:: What the exercise asks ::
Pull out every line of the records below that contains the string "reflection", and copy each one in its original order.
-- START --
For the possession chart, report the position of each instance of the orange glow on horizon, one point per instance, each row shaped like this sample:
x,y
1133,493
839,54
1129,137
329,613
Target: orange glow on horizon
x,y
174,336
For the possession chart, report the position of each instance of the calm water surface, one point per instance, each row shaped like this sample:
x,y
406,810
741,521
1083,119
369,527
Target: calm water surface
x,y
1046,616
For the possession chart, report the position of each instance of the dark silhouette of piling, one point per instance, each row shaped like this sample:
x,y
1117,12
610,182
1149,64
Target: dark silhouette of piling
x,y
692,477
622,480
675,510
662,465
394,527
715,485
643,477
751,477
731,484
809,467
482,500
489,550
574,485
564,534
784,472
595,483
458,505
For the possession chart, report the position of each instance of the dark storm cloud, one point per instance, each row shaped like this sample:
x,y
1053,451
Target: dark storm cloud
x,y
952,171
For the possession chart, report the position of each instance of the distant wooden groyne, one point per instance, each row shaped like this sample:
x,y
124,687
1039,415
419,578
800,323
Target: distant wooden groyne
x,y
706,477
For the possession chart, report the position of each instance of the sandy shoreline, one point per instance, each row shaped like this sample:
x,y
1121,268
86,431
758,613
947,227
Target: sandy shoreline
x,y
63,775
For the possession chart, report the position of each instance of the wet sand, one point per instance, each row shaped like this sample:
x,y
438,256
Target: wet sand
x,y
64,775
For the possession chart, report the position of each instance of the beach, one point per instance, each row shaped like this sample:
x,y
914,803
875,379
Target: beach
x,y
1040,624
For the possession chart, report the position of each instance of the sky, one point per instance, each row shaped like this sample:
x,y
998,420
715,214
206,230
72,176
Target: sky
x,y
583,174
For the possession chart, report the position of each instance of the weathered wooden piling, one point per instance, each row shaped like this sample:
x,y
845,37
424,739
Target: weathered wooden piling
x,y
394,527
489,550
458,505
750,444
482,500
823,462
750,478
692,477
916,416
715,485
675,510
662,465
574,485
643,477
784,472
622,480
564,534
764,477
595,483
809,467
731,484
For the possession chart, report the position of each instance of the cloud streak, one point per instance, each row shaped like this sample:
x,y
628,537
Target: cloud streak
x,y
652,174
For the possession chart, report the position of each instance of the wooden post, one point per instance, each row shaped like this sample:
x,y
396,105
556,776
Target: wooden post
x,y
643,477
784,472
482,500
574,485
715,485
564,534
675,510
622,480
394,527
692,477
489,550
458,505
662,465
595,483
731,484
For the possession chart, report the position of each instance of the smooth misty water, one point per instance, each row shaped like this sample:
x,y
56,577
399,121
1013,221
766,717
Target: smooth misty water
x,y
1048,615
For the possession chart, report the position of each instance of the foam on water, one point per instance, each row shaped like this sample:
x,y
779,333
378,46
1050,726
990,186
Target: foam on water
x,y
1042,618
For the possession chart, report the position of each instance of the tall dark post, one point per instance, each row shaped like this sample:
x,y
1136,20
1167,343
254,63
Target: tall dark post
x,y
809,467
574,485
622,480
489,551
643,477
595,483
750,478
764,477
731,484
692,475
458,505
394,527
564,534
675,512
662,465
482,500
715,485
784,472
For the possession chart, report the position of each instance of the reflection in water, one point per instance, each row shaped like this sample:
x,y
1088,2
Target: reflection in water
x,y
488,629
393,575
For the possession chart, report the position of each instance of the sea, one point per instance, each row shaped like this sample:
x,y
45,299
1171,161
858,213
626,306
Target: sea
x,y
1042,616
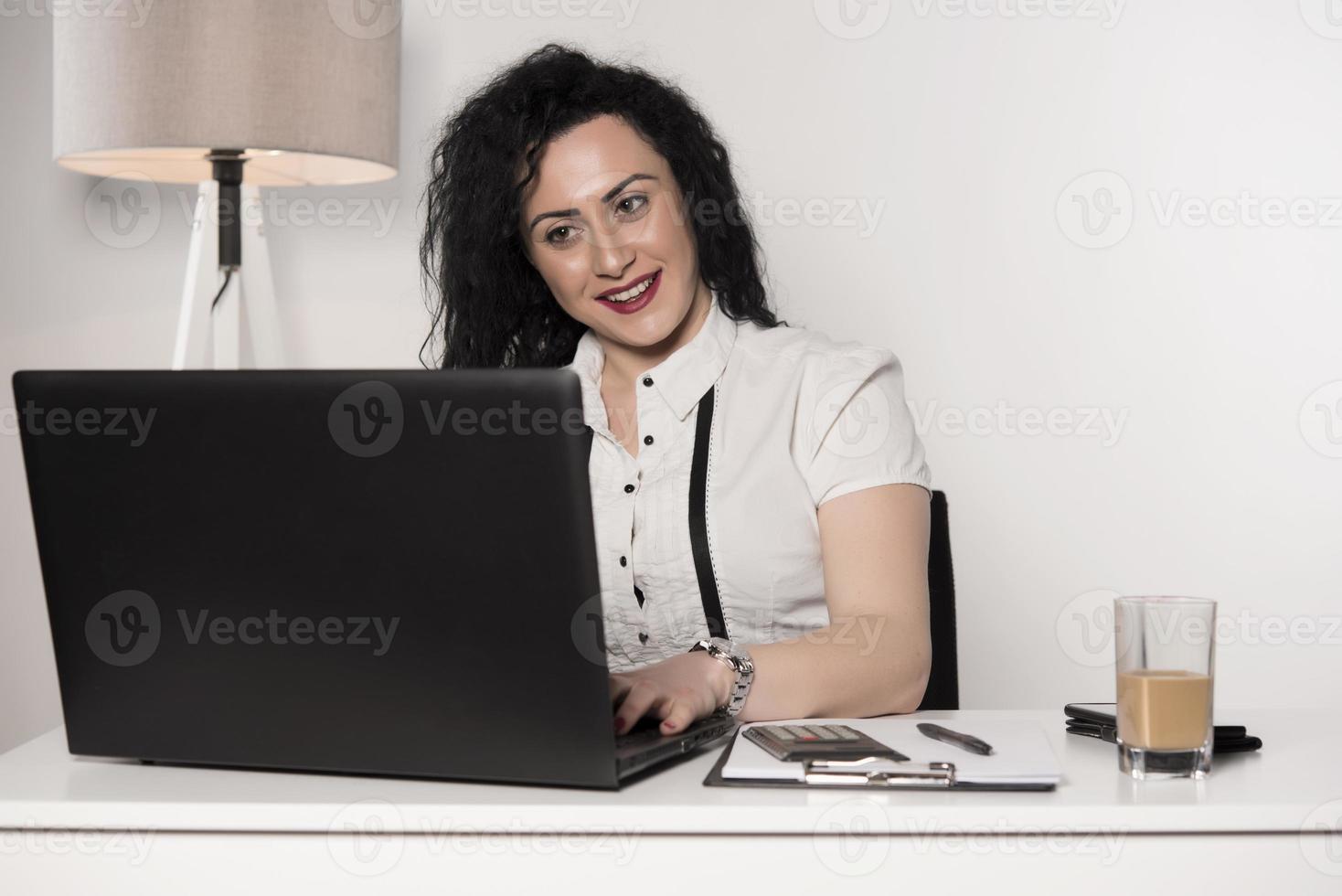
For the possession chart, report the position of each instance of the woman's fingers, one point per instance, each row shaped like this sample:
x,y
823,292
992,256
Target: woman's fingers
x,y
678,718
639,699
620,686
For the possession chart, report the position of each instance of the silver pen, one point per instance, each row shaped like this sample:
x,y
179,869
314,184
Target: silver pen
x,y
963,741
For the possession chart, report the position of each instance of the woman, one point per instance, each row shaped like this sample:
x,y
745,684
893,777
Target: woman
x,y
760,494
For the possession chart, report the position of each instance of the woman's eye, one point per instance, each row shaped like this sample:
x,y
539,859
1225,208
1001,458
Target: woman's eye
x,y
561,235
631,206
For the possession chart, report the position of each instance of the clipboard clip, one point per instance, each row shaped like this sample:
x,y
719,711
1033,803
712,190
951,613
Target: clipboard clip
x,y
872,772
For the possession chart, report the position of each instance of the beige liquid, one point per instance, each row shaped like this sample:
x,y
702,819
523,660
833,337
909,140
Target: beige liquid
x,y
1164,709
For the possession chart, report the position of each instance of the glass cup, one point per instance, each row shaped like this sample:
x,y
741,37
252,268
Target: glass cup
x,y
1165,652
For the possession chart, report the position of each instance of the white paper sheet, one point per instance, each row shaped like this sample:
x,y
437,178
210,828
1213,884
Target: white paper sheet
x,y
1021,752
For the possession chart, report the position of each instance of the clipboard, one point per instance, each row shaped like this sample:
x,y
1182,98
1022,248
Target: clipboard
x,y
869,773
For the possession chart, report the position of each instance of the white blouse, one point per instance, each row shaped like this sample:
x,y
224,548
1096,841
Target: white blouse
x,y
744,432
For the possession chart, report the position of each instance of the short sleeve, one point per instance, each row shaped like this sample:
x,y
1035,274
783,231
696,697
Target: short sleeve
x,y
860,432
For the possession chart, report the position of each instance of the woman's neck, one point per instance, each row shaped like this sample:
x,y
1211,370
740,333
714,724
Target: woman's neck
x,y
624,362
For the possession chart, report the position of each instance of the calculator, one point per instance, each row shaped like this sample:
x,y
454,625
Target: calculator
x,y
797,742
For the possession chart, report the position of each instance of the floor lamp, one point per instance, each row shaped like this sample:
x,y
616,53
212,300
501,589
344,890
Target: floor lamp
x,y
232,95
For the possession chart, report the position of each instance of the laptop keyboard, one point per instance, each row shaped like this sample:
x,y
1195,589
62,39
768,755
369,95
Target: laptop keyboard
x,y
648,730
645,730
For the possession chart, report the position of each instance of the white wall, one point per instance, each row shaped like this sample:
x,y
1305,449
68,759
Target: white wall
x,y
963,134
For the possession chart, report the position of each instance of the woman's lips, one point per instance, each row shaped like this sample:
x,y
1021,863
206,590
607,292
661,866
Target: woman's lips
x,y
639,304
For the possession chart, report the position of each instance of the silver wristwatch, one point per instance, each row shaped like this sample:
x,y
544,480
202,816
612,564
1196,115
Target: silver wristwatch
x,y
737,659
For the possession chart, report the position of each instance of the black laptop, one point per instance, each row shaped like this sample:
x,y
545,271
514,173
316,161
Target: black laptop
x,y
383,573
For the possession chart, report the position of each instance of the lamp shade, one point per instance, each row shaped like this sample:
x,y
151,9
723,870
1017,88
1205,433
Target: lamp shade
x,y
309,91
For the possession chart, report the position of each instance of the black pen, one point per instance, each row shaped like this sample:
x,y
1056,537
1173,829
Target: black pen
x,y
963,741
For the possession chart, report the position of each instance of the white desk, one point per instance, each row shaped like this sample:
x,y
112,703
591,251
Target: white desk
x,y
1261,824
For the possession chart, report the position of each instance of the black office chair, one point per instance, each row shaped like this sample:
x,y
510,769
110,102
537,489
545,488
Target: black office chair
x,y
943,682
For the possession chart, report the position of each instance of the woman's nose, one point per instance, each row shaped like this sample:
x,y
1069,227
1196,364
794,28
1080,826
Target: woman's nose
x,y
611,256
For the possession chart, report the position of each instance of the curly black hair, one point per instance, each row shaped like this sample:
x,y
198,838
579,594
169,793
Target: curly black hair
x,y
492,309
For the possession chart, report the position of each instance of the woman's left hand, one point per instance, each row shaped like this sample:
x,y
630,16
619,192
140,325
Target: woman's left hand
x,y
676,689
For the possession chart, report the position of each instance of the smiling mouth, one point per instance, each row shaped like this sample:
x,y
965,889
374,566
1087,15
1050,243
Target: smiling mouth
x,y
631,293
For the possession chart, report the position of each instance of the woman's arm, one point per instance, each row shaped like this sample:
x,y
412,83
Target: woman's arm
x,y
872,657
875,654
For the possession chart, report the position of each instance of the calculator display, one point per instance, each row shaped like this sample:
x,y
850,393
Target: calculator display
x,y
796,742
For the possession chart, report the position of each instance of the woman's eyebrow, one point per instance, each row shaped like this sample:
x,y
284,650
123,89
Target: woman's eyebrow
x,y
611,193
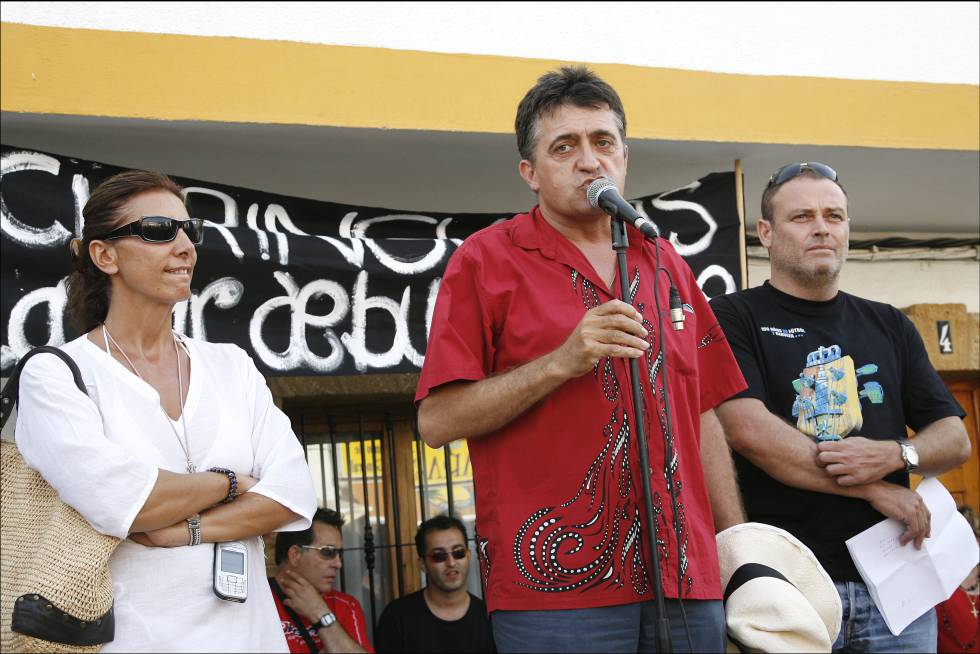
-- END --
:: Result for this exercise ::
For the possession chart, report the position of each instance of the reflection in water, one point per instance, each row shaped like this sample:
Target: reflection in water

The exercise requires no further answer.